WORK INSTRUCTIONS: In the text on arrogance and meekness, which verse is cited for Jesus saying "If I bear witness of myself, my witness is not true"?

--- EXTRACTED TEXT Enclosed Below ---

The entire psuedo-Christian world teaches doctrines of MEN, which Jesus condemned in Mark 7 and Matthew 15, among other places. They say “the church fathers taught”, or “the apostle’s creed states”, or “John Calvin said” or “my church believes”, or “we should learn from the holy traditions of the church”, and any number of other arrogant statements! 

If something is true, and at all relevant to salvation, it is clearly taught in the Bible. If a doctrine is not taught in the Bible, then you don’t need it – or want it. How much more clearly could God have said so than He did in Deuteronomy 12:30-32 and Revelation 22:18-19?

Arrogance is asking someone to believe you because you’re you; it’s asking them to trust you because of your office in God’s church; or because you healed them last week; or because you’re smarter than them. You could teach pure truth for fifty years and then one day be wrong! What you’ve done or taught in the past doesn’t mean you’re right today! Truth means you’re right! Facts, solid, Biblical facts prove a point! Nothing else!


Asking you to believe me about some new doctrine because I, Nathaniel Burson, was right about the truth about heaven and hell is arrogance. The fact that I was right before does not mean I am right now! That is why even JESUS did not say, “believe me, because I am the King of Kings!” in fact, He said the opposite “If I bear witness of myself, my witness is not true” (John 5:31).

Jesus also said “don’t believe me, believe your Bible” – at least, a paraphrase of it – in John 5:39. The whole argument in John 5 is a good example of how Jesus defended His position without descending into arrogance; He never once said, “because I said so”, or “don’t you know who I am?? How dare you question me!” as so many people in authority in the world’s churches say!

...And that’s why He was meek, and they are not. Teaching someone meekly – or “restoring such a one in the spirit of meekness” – is simply approaching them with this attitude: “this is what the Bible says. Don’t believe me – believe your Bible. If you don’t want to believe it, then don’t; God is glorified whether you accept the truth, or whether you reject it”.

This will not look meek to the world. Ironically, it looks arrogant to them! But it will look meek to God. But don’t take my word for it! Look at the example; how did Paul instruct people? 2 Corinthians 10:1. He taught with the “meekness and gentleness of Jesus” as an example – and you just studied what that example was. When Paul offered them a choice of how to be corrected, what was it? 1 Corinthians 4:21.

The rod is how Gentile kings corrected their servants; and how pagan churches corrected their sinners. The opposite is the spirit of meekness, which to put it in a modern expression, is basically saying, “this is truth; take it or leave it”.


This much-abused verse deserves its own section here. Read it carefully, and see exactly what it says. It says if “a man be overtaken in a fault”. Right there, that requires judgment; else, how can you know he is “in a fault” unless you judged his actions?

--- End of Enclosed EXTRACTED TEXT ---
--- AVAILABLE DATA Enclosed Below ---

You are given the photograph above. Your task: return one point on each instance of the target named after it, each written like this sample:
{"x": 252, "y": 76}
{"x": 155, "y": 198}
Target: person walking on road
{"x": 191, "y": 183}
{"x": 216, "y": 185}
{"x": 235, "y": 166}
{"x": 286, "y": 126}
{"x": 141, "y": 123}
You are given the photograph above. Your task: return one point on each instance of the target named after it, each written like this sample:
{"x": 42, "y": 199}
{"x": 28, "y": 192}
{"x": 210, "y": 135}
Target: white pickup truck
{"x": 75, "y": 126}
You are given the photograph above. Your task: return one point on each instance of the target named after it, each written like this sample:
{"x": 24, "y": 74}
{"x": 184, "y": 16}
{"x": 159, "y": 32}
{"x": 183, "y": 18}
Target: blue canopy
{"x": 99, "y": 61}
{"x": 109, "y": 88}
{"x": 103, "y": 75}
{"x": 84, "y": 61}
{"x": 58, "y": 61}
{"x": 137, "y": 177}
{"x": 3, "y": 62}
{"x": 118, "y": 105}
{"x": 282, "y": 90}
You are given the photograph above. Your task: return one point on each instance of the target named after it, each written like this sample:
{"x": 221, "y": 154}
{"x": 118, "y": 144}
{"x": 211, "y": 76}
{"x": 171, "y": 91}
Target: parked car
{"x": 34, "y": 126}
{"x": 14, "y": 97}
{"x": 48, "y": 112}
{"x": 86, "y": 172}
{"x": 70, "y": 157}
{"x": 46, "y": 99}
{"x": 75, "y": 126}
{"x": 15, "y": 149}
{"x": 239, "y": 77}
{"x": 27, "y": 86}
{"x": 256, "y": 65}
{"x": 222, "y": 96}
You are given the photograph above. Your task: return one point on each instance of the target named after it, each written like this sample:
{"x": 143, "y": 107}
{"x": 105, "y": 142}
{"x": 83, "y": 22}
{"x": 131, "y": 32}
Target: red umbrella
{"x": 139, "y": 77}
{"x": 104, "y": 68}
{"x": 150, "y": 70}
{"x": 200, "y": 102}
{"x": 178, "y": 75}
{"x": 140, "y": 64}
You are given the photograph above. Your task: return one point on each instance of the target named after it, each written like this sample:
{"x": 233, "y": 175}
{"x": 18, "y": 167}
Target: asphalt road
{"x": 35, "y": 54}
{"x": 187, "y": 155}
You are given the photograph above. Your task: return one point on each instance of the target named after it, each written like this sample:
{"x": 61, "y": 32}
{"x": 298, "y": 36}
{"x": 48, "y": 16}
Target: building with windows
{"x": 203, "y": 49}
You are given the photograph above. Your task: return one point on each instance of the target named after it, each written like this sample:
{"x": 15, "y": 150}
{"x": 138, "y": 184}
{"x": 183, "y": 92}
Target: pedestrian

--- End of Enclosed AVAILABLE DATA ---

RESPONSE TO THE TASK: John 5:31